[Region labeling rows]
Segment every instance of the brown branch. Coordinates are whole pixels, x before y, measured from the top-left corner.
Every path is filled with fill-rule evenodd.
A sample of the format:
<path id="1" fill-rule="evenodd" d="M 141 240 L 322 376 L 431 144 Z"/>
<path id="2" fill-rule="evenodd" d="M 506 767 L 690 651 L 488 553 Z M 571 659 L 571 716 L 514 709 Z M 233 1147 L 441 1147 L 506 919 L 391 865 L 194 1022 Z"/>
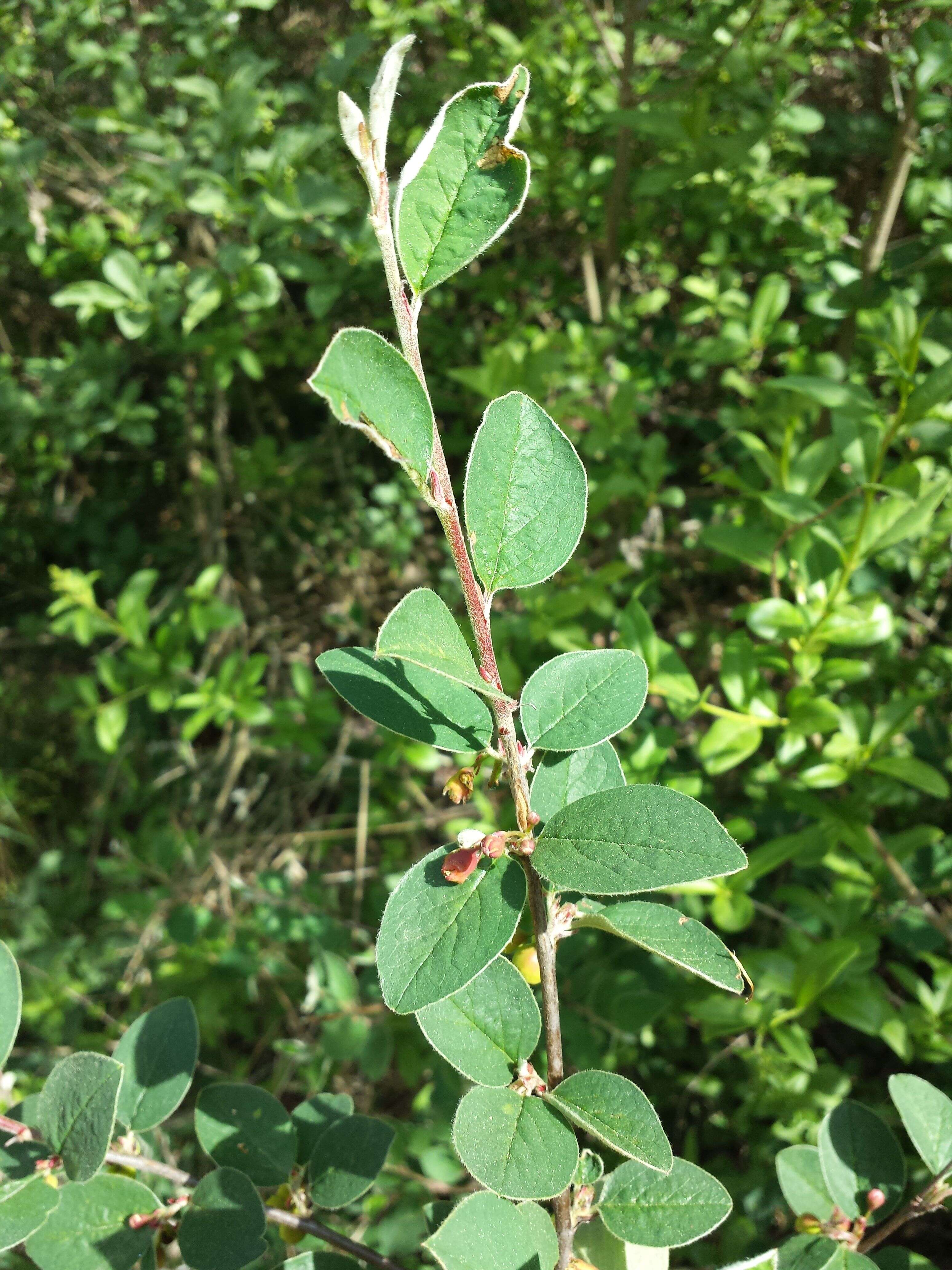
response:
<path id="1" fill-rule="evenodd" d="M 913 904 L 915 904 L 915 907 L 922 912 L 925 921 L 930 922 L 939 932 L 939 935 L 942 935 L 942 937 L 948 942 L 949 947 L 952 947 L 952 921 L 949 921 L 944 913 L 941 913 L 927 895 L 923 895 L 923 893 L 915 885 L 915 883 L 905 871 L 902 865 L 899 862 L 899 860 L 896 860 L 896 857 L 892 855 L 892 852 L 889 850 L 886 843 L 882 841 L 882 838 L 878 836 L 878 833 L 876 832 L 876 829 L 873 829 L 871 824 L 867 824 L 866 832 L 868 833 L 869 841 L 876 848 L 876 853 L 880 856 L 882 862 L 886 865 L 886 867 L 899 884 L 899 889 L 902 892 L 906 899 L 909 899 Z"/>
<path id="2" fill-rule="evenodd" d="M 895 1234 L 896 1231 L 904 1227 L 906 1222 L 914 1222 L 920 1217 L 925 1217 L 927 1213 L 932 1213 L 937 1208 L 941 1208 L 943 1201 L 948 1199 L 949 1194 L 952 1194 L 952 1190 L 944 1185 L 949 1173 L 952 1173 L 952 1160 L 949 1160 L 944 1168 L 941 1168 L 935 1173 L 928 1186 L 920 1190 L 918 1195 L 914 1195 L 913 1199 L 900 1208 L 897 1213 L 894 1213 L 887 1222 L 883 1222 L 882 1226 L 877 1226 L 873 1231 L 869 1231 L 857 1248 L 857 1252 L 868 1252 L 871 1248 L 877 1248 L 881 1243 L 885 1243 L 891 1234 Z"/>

---

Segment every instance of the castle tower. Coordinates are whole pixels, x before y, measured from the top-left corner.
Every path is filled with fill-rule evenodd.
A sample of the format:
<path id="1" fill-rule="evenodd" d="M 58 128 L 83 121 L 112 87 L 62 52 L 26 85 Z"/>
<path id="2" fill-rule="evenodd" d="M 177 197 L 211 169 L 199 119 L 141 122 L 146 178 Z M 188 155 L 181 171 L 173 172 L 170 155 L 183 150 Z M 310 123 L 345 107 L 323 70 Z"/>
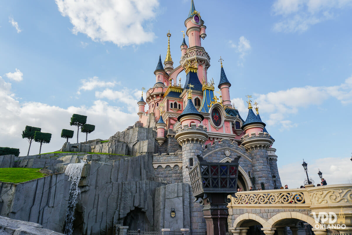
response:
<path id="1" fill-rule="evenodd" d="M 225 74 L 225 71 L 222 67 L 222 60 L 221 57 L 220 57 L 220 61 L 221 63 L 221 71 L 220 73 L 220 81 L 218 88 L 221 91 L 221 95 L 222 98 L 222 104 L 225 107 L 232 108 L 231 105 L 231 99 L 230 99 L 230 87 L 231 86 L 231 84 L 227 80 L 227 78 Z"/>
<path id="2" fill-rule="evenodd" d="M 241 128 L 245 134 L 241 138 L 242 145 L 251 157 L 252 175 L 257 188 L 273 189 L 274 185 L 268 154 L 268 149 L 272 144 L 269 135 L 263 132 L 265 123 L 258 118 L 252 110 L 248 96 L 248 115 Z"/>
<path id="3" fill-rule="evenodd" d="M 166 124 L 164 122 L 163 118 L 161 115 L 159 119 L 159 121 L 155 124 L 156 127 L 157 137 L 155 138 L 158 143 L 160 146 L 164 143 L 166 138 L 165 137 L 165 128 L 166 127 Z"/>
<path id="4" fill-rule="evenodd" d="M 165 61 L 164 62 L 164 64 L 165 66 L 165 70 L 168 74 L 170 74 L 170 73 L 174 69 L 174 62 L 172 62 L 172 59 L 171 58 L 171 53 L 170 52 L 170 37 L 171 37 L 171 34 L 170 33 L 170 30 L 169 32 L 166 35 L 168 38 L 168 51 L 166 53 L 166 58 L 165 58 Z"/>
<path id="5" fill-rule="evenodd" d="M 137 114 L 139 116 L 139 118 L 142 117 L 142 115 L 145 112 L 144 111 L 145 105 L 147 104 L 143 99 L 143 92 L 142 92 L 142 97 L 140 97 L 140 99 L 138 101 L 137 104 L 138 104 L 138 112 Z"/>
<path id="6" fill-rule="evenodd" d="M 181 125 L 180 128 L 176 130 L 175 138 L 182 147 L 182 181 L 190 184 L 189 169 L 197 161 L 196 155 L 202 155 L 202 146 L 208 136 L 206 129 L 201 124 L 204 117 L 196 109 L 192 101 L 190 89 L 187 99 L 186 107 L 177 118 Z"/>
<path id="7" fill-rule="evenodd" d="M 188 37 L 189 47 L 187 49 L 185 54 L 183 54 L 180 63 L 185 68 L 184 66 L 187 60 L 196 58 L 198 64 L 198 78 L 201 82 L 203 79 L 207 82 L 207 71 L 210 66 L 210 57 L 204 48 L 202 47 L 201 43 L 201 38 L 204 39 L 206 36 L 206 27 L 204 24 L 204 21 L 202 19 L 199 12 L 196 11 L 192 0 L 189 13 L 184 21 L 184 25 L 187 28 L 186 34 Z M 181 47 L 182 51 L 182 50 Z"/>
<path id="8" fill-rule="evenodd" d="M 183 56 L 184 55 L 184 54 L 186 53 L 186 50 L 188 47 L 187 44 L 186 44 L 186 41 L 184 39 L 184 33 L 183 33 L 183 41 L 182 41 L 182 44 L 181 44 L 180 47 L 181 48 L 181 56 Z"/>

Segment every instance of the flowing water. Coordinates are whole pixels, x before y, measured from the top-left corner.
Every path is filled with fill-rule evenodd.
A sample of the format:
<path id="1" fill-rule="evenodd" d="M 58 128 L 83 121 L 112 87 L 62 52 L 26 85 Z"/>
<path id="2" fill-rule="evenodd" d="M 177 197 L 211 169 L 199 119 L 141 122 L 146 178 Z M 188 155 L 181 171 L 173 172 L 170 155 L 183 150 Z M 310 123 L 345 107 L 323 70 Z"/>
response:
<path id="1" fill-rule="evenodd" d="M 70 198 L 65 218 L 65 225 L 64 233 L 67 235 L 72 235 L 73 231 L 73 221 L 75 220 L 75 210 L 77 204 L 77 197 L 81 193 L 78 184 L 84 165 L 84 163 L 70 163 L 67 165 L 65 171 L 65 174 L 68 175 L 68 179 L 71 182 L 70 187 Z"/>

* * *

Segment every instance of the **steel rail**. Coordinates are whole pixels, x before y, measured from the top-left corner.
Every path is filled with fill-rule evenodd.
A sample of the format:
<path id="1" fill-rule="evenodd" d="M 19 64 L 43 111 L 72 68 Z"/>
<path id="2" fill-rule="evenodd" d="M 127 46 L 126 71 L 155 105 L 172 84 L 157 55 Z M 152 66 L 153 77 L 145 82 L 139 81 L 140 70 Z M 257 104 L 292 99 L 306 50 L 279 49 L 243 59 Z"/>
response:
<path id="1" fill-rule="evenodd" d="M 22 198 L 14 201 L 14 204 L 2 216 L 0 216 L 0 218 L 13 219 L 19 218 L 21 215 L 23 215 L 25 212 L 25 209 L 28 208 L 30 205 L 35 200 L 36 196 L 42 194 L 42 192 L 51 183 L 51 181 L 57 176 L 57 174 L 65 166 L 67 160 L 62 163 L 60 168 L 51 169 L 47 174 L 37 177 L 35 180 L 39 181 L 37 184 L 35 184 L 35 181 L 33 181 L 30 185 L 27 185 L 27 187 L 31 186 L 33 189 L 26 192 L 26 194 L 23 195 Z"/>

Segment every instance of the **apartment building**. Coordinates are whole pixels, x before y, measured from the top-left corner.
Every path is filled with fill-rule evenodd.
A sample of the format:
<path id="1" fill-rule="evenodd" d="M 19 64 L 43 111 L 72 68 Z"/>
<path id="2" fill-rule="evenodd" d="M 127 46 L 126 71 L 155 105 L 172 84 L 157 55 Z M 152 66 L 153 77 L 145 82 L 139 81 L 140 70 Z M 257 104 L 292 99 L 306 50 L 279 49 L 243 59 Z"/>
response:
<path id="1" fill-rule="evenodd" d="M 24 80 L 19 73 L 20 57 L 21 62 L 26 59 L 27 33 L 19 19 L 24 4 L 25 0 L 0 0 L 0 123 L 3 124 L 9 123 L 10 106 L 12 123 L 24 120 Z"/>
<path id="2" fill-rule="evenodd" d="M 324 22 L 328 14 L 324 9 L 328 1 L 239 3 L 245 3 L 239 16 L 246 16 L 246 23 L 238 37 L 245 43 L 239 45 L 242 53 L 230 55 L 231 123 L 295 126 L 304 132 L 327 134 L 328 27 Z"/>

WHAT TO PRODUCE: Please rewrite the stretch from the line containing "Segment every instance of the castle" through the line containing "181 125 L 180", changing "top-left corner" to "upper-left corner" and leaving everything else as it is. Omit the pictures from your answer.

EXERCISE SOLUTION:
Segment every instance of the castle tower. Coordinates are whole pixels, x before y, measured from the upper-left corner.
Every path is filled with fill-rule evenodd.
A sample of the format:
<path id="1" fill-rule="evenodd" d="M 58 128 L 83 121 L 112 87 L 62 52 L 26 85 Z"/>
<path id="2" fill-rule="evenodd" d="M 177 197 L 211 169 L 199 119 L 141 122 L 146 178 Z M 188 155 L 181 171 L 173 172 L 170 155 L 183 150 Z M 310 123 L 345 107 L 323 70 Z"/>
response:
<path id="1" fill-rule="evenodd" d="M 225 74 L 225 71 L 222 67 L 222 60 L 221 57 L 220 57 L 220 61 L 221 63 L 221 71 L 220 73 L 220 81 L 218 88 L 221 91 L 221 95 L 222 98 L 222 104 L 225 107 L 232 108 L 231 105 L 231 99 L 230 99 L 230 87 L 231 86 L 231 84 L 227 80 L 227 78 Z"/>
<path id="2" fill-rule="evenodd" d="M 241 128 L 245 134 L 241 138 L 242 145 L 251 157 L 252 175 L 257 188 L 273 189 L 274 185 L 268 154 L 268 149 L 272 144 L 269 135 L 263 132 L 265 123 L 258 118 L 252 110 L 248 96 L 248 115 Z"/>
<path id="3" fill-rule="evenodd" d="M 166 124 L 164 122 L 163 118 L 161 115 L 159 119 L 159 121 L 155 124 L 156 127 L 157 137 L 155 138 L 158 143 L 160 146 L 164 143 L 166 138 L 165 137 L 165 128 L 166 127 Z"/>
<path id="4" fill-rule="evenodd" d="M 165 61 L 164 62 L 164 64 L 165 66 L 165 70 L 168 74 L 170 74 L 170 73 L 174 69 L 174 62 L 172 62 L 172 59 L 171 58 L 171 53 L 170 52 L 170 37 L 171 37 L 171 34 L 170 33 L 170 30 L 169 32 L 166 35 L 168 38 L 168 51 L 166 53 L 166 58 L 165 58 Z"/>
<path id="5" fill-rule="evenodd" d="M 137 114 L 139 116 L 139 118 L 142 117 L 142 115 L 145 112 L 144 111 L 145 105 L 147 104 L 143 99 L 143 92 L 142 92 L 142 97 L 140 97 L 140 99 L 138 101 L 137 104 L 138 104 L 138 112 Z"/>
<path id="6" fill-rule="evenodd" d="M 181 125 L 180 128 L 176 130 L 175 138 L 182 147 L 182 181 L 190 184 L 189 169 L 197 161 L 196 155 L 202 155 L 202 146 L 208 136 L 206 129 L 201 124 L 204 117 L 196 109 L 192 101 L 190 89 L 187 99 L 186 107 L 177 118 Z"/>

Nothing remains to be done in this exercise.